══ Available records ══

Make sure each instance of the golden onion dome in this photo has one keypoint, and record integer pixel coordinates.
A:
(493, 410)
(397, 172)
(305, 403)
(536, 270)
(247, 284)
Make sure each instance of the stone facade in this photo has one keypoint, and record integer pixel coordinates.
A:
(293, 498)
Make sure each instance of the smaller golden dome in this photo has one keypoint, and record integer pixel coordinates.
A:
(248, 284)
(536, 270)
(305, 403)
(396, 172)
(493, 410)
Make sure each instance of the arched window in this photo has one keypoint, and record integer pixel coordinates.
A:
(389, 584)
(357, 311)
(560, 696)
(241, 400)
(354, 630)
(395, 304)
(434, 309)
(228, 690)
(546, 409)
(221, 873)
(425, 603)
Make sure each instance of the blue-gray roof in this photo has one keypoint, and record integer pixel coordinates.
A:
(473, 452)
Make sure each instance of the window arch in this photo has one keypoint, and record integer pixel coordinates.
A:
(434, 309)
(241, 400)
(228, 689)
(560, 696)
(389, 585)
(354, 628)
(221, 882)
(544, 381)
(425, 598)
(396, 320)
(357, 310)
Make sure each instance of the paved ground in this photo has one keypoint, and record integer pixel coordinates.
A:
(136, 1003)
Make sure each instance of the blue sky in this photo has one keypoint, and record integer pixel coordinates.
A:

═══

- [The task] Report, from the entries above, each line where "window" is found.

- [Exercise solution]
Make sure each instance of the arched window in this photo has one keypoint, and record integer pixel coordinates.
Make sure each instance of the window arch in this photo has one keypoint, and record integer pixel coordinates.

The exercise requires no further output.